» DIRECTIONS:
Which lines of the records contain the word "brown"? Gather each one and copy it out in full.

Image point annotation entries
····················

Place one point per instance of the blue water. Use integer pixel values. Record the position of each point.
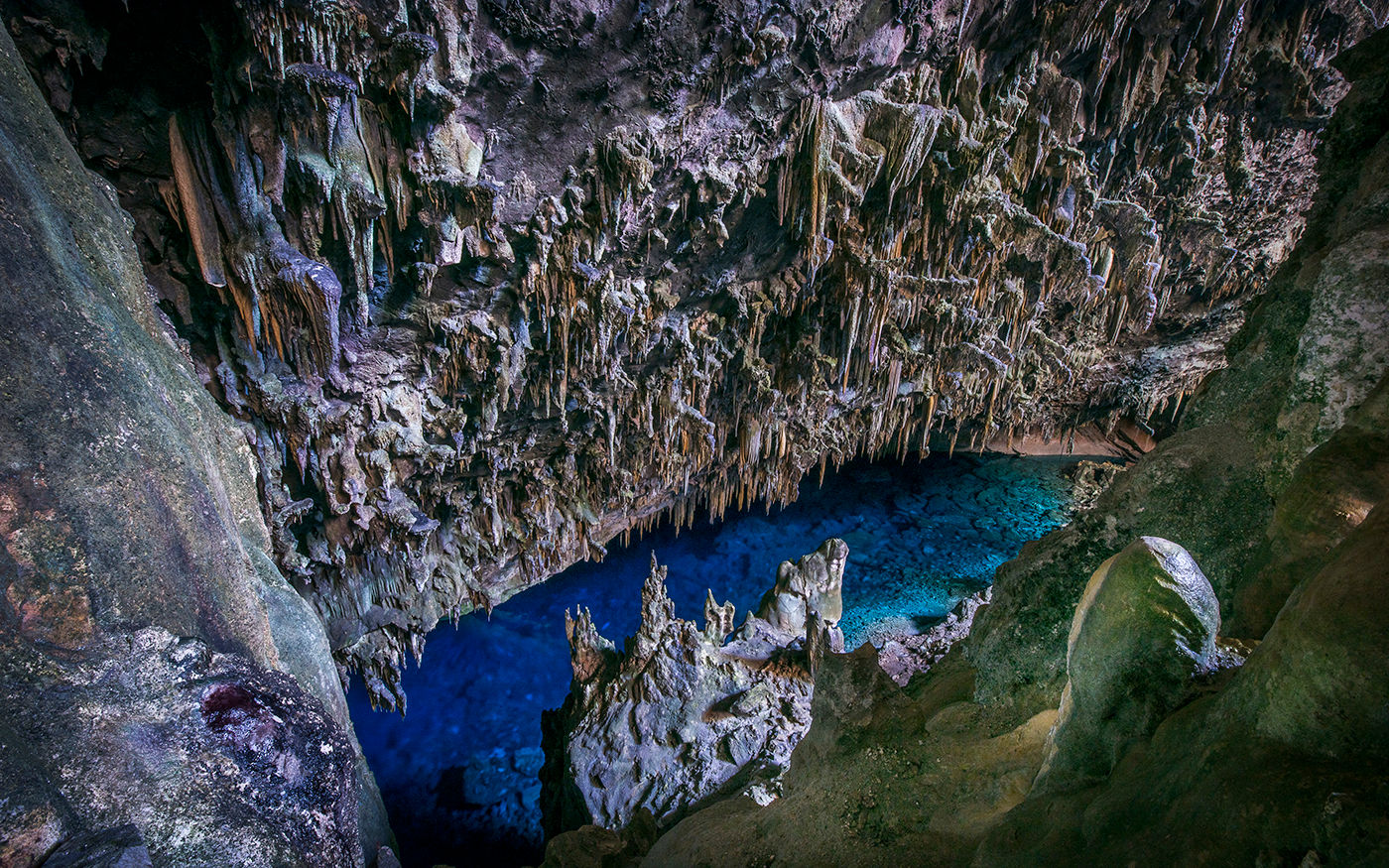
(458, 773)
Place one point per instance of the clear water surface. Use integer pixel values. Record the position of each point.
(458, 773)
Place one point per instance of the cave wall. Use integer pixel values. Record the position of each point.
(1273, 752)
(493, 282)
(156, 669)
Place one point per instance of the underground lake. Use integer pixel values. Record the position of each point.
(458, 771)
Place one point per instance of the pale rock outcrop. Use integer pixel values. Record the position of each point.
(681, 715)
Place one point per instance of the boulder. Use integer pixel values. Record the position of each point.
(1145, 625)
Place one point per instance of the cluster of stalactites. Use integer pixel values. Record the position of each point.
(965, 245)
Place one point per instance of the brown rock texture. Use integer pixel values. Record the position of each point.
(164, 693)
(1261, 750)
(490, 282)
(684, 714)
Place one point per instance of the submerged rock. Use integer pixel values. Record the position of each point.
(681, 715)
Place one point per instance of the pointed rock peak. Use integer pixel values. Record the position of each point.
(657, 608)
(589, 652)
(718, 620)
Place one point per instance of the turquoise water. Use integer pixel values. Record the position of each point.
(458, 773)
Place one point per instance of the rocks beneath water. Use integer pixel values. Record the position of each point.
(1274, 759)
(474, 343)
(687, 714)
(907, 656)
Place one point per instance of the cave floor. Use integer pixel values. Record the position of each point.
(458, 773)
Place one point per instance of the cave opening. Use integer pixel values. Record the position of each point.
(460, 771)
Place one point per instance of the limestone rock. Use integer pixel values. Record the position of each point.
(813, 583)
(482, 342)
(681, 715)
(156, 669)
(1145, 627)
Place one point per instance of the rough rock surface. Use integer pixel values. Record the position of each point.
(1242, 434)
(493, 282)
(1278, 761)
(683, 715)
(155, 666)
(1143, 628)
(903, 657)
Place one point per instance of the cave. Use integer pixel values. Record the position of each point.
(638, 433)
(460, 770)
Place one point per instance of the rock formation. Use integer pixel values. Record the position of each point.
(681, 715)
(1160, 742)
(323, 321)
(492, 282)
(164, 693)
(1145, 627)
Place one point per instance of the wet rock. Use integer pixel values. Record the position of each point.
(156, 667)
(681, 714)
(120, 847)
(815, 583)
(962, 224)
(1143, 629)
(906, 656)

····················

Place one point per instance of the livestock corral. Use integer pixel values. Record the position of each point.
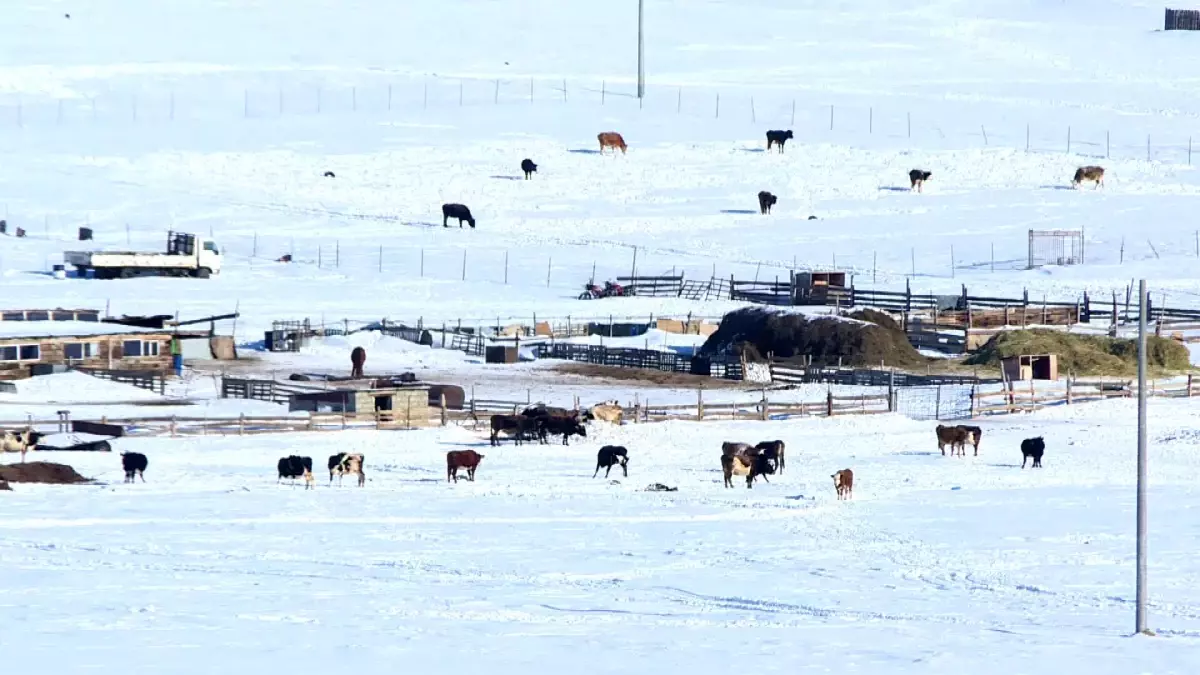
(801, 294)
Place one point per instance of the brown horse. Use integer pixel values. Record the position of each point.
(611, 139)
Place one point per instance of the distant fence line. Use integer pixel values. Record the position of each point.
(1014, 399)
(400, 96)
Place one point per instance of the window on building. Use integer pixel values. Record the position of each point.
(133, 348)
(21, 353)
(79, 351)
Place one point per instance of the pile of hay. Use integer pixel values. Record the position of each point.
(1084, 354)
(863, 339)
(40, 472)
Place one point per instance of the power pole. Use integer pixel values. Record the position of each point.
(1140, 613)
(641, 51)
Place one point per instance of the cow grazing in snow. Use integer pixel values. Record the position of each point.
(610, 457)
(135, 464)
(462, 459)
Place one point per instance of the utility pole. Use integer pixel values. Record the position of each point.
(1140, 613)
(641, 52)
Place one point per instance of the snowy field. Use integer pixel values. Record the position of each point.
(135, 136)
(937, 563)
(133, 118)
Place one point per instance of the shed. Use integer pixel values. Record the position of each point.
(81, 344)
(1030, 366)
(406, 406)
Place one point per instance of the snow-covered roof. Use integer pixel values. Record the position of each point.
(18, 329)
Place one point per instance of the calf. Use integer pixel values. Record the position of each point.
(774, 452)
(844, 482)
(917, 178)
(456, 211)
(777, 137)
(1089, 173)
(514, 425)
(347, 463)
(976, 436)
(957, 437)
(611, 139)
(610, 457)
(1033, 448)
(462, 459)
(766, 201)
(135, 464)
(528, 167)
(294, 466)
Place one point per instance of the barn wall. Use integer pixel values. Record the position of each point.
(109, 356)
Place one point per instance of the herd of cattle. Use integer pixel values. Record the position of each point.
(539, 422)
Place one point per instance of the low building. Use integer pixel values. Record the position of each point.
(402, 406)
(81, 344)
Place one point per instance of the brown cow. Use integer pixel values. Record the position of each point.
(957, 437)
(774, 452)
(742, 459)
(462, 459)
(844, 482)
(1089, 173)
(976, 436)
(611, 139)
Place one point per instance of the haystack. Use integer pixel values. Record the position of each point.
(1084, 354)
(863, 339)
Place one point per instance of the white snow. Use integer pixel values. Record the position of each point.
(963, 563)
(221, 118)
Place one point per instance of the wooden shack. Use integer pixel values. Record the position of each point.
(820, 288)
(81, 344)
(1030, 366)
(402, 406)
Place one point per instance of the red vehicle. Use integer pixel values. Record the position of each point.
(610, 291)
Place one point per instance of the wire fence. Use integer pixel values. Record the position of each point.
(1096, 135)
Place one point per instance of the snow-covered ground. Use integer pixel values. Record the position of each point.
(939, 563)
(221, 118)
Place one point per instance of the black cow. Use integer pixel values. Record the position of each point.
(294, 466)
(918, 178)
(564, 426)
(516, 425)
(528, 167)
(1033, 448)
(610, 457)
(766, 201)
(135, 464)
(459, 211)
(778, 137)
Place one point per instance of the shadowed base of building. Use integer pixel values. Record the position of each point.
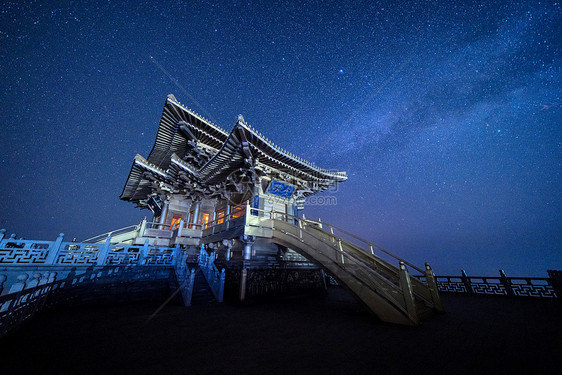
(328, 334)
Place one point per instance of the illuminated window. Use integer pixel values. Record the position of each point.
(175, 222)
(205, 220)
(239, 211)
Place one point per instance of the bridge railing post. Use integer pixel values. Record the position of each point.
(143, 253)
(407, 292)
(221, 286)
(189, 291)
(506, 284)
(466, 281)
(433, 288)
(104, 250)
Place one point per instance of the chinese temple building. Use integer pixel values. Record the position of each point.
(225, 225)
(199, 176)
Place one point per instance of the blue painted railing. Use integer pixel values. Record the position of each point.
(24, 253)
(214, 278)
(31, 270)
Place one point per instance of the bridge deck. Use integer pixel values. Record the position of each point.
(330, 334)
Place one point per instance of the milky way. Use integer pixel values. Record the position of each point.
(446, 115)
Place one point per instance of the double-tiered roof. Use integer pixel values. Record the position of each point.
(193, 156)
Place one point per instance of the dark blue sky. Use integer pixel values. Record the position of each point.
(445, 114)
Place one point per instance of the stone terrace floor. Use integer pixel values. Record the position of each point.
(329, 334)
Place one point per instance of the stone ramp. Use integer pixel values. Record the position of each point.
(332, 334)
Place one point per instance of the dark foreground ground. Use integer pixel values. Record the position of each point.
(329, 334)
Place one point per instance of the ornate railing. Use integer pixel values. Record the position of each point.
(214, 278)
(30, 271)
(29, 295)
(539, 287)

····················

» OUTPUT:
Place one point per instance of the brown rock texture. Use integer pixel values. Record the position of each point.
Place one point per instance of the brown horse. Use integer pixel values. Record the position of each point.
Place one point per instance of the brown cow. Use integer pixel values. Record the position of each point.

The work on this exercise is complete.